Working from the entries that follow, retype each one without any alteration.

----

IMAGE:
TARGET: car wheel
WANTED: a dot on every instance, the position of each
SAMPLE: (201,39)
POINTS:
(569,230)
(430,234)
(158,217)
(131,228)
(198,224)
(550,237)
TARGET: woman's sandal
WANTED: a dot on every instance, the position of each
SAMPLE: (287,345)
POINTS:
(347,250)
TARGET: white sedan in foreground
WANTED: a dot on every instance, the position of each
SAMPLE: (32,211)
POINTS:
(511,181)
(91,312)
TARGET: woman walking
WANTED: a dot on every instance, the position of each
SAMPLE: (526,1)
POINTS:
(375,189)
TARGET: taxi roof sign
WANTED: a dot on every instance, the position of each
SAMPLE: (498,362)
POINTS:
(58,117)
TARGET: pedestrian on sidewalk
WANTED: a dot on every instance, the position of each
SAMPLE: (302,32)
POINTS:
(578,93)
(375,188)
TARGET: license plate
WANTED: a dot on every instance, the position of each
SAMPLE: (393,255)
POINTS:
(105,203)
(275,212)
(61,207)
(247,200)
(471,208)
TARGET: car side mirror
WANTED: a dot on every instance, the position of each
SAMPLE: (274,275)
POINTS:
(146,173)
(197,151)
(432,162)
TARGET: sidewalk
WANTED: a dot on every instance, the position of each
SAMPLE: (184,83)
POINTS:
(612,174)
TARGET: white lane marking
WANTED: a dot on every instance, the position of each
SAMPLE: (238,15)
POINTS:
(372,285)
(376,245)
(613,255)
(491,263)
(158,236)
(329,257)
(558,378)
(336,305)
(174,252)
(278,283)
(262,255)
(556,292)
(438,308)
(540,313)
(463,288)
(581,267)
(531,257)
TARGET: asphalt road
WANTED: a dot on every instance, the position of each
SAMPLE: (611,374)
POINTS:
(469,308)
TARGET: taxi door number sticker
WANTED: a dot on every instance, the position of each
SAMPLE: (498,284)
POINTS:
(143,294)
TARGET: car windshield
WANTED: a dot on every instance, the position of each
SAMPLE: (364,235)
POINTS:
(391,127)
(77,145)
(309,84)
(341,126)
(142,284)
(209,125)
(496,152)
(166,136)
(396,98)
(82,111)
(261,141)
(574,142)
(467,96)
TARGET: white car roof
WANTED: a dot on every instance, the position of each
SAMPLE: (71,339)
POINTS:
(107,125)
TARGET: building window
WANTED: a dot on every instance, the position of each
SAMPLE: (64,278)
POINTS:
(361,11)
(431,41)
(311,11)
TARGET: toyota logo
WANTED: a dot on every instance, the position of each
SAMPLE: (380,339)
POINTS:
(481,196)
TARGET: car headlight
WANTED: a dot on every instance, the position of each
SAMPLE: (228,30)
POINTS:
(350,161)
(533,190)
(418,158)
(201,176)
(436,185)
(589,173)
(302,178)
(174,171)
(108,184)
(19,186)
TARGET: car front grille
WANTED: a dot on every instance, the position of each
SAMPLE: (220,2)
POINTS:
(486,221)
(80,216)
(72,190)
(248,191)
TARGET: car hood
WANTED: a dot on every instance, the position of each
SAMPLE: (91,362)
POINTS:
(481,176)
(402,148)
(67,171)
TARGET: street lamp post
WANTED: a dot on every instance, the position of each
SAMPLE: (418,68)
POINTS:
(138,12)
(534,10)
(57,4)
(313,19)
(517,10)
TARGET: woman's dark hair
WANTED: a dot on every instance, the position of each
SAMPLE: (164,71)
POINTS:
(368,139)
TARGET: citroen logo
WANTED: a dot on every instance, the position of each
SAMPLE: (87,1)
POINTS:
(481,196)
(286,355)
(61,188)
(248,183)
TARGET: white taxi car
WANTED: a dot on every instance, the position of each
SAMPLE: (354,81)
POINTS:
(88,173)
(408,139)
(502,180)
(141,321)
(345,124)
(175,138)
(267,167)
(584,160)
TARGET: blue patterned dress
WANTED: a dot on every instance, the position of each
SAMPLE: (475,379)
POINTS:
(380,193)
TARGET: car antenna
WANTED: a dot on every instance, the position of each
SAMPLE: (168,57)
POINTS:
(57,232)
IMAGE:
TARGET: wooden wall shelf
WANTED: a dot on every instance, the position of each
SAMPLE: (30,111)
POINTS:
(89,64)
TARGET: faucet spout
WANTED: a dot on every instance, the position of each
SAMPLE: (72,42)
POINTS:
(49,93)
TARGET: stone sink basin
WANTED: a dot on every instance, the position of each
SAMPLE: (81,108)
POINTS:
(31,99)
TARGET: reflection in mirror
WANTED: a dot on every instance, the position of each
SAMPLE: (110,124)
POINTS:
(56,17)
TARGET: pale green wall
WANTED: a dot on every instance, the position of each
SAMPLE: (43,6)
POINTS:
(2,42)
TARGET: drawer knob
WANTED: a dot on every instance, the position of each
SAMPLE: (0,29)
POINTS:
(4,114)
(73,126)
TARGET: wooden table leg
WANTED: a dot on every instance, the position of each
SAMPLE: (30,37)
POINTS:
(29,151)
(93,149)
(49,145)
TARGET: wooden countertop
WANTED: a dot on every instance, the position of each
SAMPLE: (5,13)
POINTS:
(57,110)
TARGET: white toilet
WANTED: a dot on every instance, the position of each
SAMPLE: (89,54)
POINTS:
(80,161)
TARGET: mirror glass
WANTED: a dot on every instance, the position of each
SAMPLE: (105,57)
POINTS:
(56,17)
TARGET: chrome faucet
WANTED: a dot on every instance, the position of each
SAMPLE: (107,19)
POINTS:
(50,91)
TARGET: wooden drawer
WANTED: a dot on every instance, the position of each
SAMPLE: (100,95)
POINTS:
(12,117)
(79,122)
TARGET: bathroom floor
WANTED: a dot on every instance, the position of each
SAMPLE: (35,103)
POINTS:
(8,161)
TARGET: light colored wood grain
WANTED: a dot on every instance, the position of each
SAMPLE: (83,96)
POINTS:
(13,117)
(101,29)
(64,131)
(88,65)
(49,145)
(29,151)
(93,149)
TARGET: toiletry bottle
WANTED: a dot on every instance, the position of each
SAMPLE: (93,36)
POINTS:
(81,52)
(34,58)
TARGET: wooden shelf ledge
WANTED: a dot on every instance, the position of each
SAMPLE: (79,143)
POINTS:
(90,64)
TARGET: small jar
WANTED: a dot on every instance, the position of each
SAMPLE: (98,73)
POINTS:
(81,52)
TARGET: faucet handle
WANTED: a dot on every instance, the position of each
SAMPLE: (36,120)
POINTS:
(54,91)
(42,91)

----

*Response area:*
IMAGE:
TARGET: car wheel
WANTED: a dot on every instance, the position of each
SAMPLE: (201,39)
POINTS:
(569,230)
(430,234)
(158,217)
(131,228)
(198,224)
(550,237)
TARGET: woman's sandal
WANTED: a dot on every instance, the position of each
SAMPLE: (287,345)
POINTS:
(347,250)
TARGET: white sedan in foreground
WANTED: a dot on every instance, the position of each
SAMPLE: (32,211)
POINTS:
(511,181)
(91,312)
TARGET: woman walking
WANTED: a dot on every instance, the position of each
SAMPLE: (526,1)
POINTS:
(375,189)
TARGET: taxi roof sign
WANTED: a dot on every instance, the position of each
SAMPLE: (498,362)
POINTS:
(58,117)
TARGET: pedestrian on sidewalk
WANTED: a dot on every instance, the position of each
SAMPLE: (302,32)
POINTS:
(578,93)
(375,188)
TARGET: license plate
WANTED: a dot on every instance, the position of each
SAMPLE: (393,255)
POINTS:
(105,203)
(275,212)
(61,207)
(247,200)
(471,208)
TARGET: car side mirror
WANTED: a dot on every instance, the position of each
SAMPLE: (274,275)
POINTS:
(146,173)
(197,151)
(432,162)
TARGET: sidewalk
WANTED: a dot on every instance, the position of each
SAMPLE: (184,83)
POINTS:
(612,174)
TARGET: white lane marking
WANTED: a dot on every instance, the position of each
SAMPLE: (238,15)
POINTS:
(372,285)
(376,245)
(613,255)
(491,263)
(158,236)
(329,257)
(558,378)
(336,305)
(174,252)
(278,283)
(262,255)
(556,292)
(438,308)
(540,313)
(463,288)
(581,267)
(531,257)
TARGET: asphalt road
WANTED: a dot on every instance, the position of each
SAMPLE: (611,374)
POINTS:
(469,308)
TARGET: taxi door number sticker
WANTED: a dot on every instance, the position of each
SAMPLE: (498,284)
POINTS:
(143,294)
TARGET: car windshield
WANTED: a dot on every instance, the position of each
SAMPLE: (364,235)
POINTS:
(391,127)
(77,145)
(309,84)
(341,126)
(142,284)
(209,125)
(496,152)
(166,136)
(396,98)
(82,111)
(261,141)
(574,142)
(467,96)
TARGET: white car roof
WANTED: a dot on every instance, the position of each
SAMPLE: (71,339)
POINTS:
(107,125)
TARGET: building window
WANTED: a dot on every instance, the position of each
SAMPLE: (64,278)
POINTS:
(361,11)
(431,41)
(311,11)
TARGET: toyota logo
WANTED: a dot on every instance, the position of each
SAMPLE: (380,339)
POINTS:
(481,196)
TARGET: car headlight
WANTED: a dot on every instance, the position of each
SAMPLE: (228,30)
POINTS:
(350,161)
(533,190)
(418,158)
(201,176)
(436,185)
(589,173)
(302,178)
(174,171)
(108,184)
(19,186)
TARGET: car front grille
WANTED: a dot on every instance, the position of each
SAMPLE: (220,2)
POINTS:
(486,221)
(80,216)
(72,190)
(248,191)
TARGET: car hood
WANTED: a dot on every instance, the position of each
SAMPLE: (91,362)
POINTS:
(481,176)
(402,148)
(67,171)
TARGET: street lamp post
WANTED: a dot on every instance, the position of each
SAMPLE: (418,68)
POINTS:
(138,12)
(534,10)
(57,4)
(313,19)
(517,10)
TARGET: woman's dark hair
WANTED: a dot on every instance, the position of each
SAMPLE: (164,71)
POINTS:
(368,139)
TARGET: citroen logo
WANTED: a dot on every instance, the position of each
SAMPLE: (87,1)
POINTS:
(481,196)
(286,355)
(61,188)
(248,183)
TARGET: white taxi car
WANTED: a dot on every instance, the position of each
SAMPLE: (354,81)
POINTS:
(88,173)
(408,139)
(502,180)
(141,321)
(345,124)
(175,138)
(267,167)
(584,160)
TARGET: blue patterned dress
WANTED: a dot on every instance, the position of each
SAMPLE: (475,379)
POINTS:
(380,193)
TARGET: car antenna
WANTED: a dot on every instance, the position of each
SAMPLE: (168,57)
POINTS:
(57,232)
IMAGE:
TARGET: wooden wall shelf
WANTED: a dot on every instance, the position of each
SAMPLE: (30,111)
POINTS:
(89,64)
TARGET: faucet spout
WANTED: a dot on every instance, the position of each
SAMPLE: (72,42)
POINTS:
(49,93)
TARGET: stone sink basin
WANTED: a dot on every instance, the position of each
SAMPLE: (81,108)
POINTS:
(31,99)
TARGET: reflection in mirror
WANTED: a dot on every instance, the position of each
SAMPLE: (110,124)
POINTS:
(56,17)
TARGET: pale green wall
WANTED: a dot on every instance, the position of each
SAMPLE: (43,6)
POINTS:
(2,42)
TARGET: drawer knob
WANTED: a dot on every instance, the position of each
SAMPLE: (0,29)
POINTS:
(4,114)
(73,126)
TARGET: wooden table leg
WANTED: a dot on every instance, the position of each
SAMPLE: (30,37)
POINTS:
(29,151)
(93,149)
(49,145)
TARGET: wooden countertop
WANTED: a dot on every instance, the position of each
SAMPLE: (5,13)
POINTS:
(57,110)
TARGET: white toilet
WANTED: a dot on every instance, the position of each
SAMPLE: (89,54)
POINTS:
(80,161)
TARGET: mirror glass
WANTED: a dot on every instance, the position of each
SAMPLE: (105,57)
POINTS:
(56,17)
TARGET: chrome faucet
WANTED: a dot on every instance, the position of each
SAMPLE: (107,19)
POINTS:
(50,91)
TARGET: wooden drawer
WANTED: a dot on every instance, the position of each
SAMPLE: (100,95)
POINTS:
(12,117)
(79,122)
TARGET: bathroom floor
WANTED: a dot on every instance, the position of each
SAMPLE: (35,103)
POINTS:
(8,161)
TARGET: light colored wood grain
WANTED: a dot on every instance, the position of each
SAMPLE: (83,96)
POINTS:
(13,117)
(101,29)
(64,131)
(88,65)
(49,145)
(29,151)
(93,149)
TARGET: toiletry bottle
WANTED: a dot on every instance, the position of each
SAMPLE: (93,36)
POINTS:
(81,52)
(34,58)
TARGET: wooden shelf ledge
WANTED: a dot on every instance, the position of each
SAMPLE: (79,143)
POINTS:
(90,64)
TARGET: small jar
WANTED: a dot on every instance, the position of each
SAMPLE: (98,73)
POINTS:
(81,52)
TARGET: faucet handle
WANTED: a dot on every instance, the position of each
SAMPLE: (36,120)
POINTS:
(54,91)
(42,91)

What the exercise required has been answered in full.